[Document segment start]

- Promotional photograph of Jasmine You

Background information
- Also known as: Jasmine You, Yuu (勇)
- Born: March 8, 1979^{[citation needed]} Aichi, Japan
- Died: August 9, 2009 (aged 30) Tokyo, Japan
- Genres: Power metal; symphonic metal; gothic metal; neoclassical metal;
- Occupation: Musician
- Instrument: Bass guitar
- Years active: 1998–2009
- Formerly of: Jakura; Node of Scherzo; Hizaki Grace Project; Versailles;

= Jasmine You =

Japanese bassist (1979–2009)

Jasmine You (March 8, 1979 – August 9, 2009) was a Japanese musician, best known as original bassist of the symphonic power metal band Versailles. Jasmine You, then known as Yuu, entered the visual kei music scene in 1998 after joining Jakura, who managed to become somewhat successful before disbanding in 2003. In 2006 he was invited by his long-time friend Hizaki to join his solo project. Soon after he also took part in the theatrical rock show Node of Scherzo, with Hizaki, Kamijo, Juka and Kaya. In 2007 he joined Versailles and stayed with them until his illness and death in 2009.

==Biography==

===Jakura===
Jasmine You was born in Aichi Prefecture. He formed the band Jakura (雀羅) in March 1998, under the name Yuu (勇). After Jakura disbanded on June 9, 2003, he decided not to join a full-time band and played in some session bands. In June 2006 he moved to Tokyo, and his long-time friend Hizaki invited him to join his solo project Hizaki grace project.

===Versailles===
In 2007, Hizaki and Kamijo (ex-Lareine) came together to create Versailles and, according to some interviews, Jasmine You became a member without being formally asked. He was hanging around with Kamijo and Hizaki a lot at the time and it just felt natural to have him in the band. In the indies days Jasmine was in charge of the business side of the band, having a lot of contacts with other musicians, shops and companies. At the same time he was working with Hizaki grace project and Kamijo's project Node of Scherzo, which also consisted of Hizaki, Juka and Kaya. In June 2009, Versailles went major on Warner Music Japan with their single "Ascendead Master". Versailles released five singles, one mini-album and one full-album before Jasmine You's death.

===Death===
On August 3, 2009, it was announced that Jasmine You would temporarily suspend all musical activities, due to unknown circumstances regarding his health, in order to recover. It had been announced that Versailles' new album Jubilee was in the final stages of production and the bass tracks were being recorded.

[Document segment end]

**Set of tasks**
1) According to the Jasmine You biography, on what date did the band Jakura disband?
2) Extend the Jasmine You biography, picking up right after its last sentence.

[Data excerpts start]

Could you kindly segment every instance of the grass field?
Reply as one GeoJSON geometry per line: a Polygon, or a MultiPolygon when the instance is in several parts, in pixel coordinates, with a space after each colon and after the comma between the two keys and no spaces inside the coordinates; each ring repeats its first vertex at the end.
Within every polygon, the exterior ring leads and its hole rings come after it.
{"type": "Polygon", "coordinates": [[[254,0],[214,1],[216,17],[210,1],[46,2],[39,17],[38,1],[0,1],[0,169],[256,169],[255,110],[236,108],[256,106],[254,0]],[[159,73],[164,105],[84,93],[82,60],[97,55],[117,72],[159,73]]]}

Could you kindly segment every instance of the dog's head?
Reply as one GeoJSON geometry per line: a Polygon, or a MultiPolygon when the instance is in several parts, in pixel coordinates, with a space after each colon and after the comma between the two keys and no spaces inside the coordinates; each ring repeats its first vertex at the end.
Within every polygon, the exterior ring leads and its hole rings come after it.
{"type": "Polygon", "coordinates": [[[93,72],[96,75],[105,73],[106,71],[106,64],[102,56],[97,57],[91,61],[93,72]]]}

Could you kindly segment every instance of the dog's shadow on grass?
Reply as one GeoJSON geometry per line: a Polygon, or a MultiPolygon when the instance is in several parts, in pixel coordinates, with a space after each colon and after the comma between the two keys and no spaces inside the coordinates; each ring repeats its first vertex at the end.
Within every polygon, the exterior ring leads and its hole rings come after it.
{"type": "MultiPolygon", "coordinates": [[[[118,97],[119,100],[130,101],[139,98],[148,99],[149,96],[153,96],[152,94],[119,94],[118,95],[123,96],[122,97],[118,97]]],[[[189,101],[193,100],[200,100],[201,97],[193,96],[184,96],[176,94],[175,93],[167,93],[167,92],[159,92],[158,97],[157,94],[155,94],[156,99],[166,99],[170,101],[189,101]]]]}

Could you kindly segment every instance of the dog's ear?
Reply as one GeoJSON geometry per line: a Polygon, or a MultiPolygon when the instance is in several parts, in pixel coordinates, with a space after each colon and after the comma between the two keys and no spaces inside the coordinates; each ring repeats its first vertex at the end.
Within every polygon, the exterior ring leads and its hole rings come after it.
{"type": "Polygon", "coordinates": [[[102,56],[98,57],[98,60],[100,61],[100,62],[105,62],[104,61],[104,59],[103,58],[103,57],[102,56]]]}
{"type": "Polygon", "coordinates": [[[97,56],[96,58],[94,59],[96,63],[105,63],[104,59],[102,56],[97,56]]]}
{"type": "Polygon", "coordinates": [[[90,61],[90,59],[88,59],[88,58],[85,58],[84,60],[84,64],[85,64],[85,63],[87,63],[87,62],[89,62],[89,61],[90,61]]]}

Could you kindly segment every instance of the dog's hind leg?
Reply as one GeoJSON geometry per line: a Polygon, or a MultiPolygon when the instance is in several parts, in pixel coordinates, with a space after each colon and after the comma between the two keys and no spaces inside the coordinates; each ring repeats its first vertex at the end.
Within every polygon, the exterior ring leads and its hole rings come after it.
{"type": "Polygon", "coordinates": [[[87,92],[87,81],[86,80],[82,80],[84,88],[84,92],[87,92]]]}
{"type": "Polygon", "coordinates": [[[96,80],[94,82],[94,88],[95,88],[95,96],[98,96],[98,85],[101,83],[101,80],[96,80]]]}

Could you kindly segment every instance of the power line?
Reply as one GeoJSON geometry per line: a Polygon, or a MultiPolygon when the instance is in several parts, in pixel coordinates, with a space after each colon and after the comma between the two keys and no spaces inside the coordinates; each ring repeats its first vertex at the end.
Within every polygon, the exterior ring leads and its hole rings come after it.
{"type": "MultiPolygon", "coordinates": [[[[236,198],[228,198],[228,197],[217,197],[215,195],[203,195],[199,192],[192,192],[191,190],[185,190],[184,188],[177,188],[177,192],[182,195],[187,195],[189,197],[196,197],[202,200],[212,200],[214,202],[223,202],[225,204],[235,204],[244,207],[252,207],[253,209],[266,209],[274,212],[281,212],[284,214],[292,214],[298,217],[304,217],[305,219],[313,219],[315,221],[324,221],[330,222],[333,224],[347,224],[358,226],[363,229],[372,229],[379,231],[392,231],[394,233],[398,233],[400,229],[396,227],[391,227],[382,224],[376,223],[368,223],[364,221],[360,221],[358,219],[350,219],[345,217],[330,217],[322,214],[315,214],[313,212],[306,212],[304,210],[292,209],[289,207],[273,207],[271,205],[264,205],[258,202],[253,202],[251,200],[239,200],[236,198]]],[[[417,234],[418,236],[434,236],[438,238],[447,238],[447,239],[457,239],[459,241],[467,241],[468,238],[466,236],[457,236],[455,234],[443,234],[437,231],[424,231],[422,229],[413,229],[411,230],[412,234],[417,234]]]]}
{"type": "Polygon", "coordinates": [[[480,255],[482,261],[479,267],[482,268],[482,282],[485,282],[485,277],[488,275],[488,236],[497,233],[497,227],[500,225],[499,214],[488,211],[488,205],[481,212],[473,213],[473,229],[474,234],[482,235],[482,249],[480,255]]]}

[Data excerpts end]

**Results for the exercise**
1) June 9, 2003.

2)
In the early hours of August 9, 2009, it was reported on Versailles' official website that Jasmine You had died. The translated announcement reads as follows:

"2009.8.9 「Versailles」 Urgent Announcement: Though Jasmine You had taken time off in order to rest because of poor physical condition, we received a report that early in the morning on August 9, he died. Because of the extreme abruptness of this news, the members and staff are all dumbfounded and trying hard to accept this it. As soon as his family has been notified and updated as to the details and we receive their permission, we will further report to all of the fans. Moreover, with the current announcement, in regards to activity, please allow us to postpone it."

Versailles now cites Jasmine You as an "eternal member". Almost a year after his death, in an announcement of a tribute in his honor, the cause of death was still undisclosed by his family.

===Posthumous===
Fans in the United States held four memorial vigils throughout the country for Jasmine You on August 22, 2009; in New York, California, Washington and Texas.

On January 4, 2010, Versailles held the Jasmine You -Memorial Ceremony- at Shibuya O-East, where themselves, Kaya and Matenrou Opera performed.

Versailles' 2011 album, Holy Grail, features the songs "Remember Forever" and "Faith & Decision" which are dedicated to Jasmine You.

On the second anniversary of his death, his former Versailles bandmate Teru composed and dedicated the song "「For You」" to Jasmine You.

==Discography==

===With Jakura===
- Albums and EPs
- Jubaku to Fufu Tokage no Kakugo+3 (呪縛ト不フ吐陰の赫檎+3)
- Sora o Kura fu Tokage (空ヲ喰らフ吐陰)

- Singles
- "Marii no Kakugo" (マリィの赫檎)
- "San ni Majiwaru Jikkai -Hebi Ichigo no Kanjou Trip-" (参ニ混ジワル十戒～蛇苺ノ感傷トリップ～)
- "San ni Majiwaru Jikkai -Katame no Shoujo ni Jojou Drug-" (参ニ混ジワル十戒～片目ノ少女に叙情ドラッグ～)
- "San ni Majiwaru Jikkai -Kaigoroshi Romanzai-" (参ニ混ジワル十戒～飼イ殺シ浪漫剤～)
- "Russian Roulette Kara no Seikansha" (ロシアンルーレットからの生還者)
- "Naki Tomanu Aka" (鳴き止まぬ赤)
- "Aieki de Nureta... Joukan" (愛液で濡れた・・・上巻)
- "Aieki de Nureta... Gekan" (愛液で濡れた・・・下巻)

- Demos
- "Taiji" (胎児)
- "Jubaku to Fufu Hiro no Akumu" (呪縛ト不フ緋色ノ悪夢)
- "Three Flat" (すりぃふらっと)

- Videos
- Ura Bake Neko Hakusho (裏化け猫白書)
- Russian Roulette Kara no Seikansha - Gekijouban (ロシアンルーレットからの生還者・劇場版)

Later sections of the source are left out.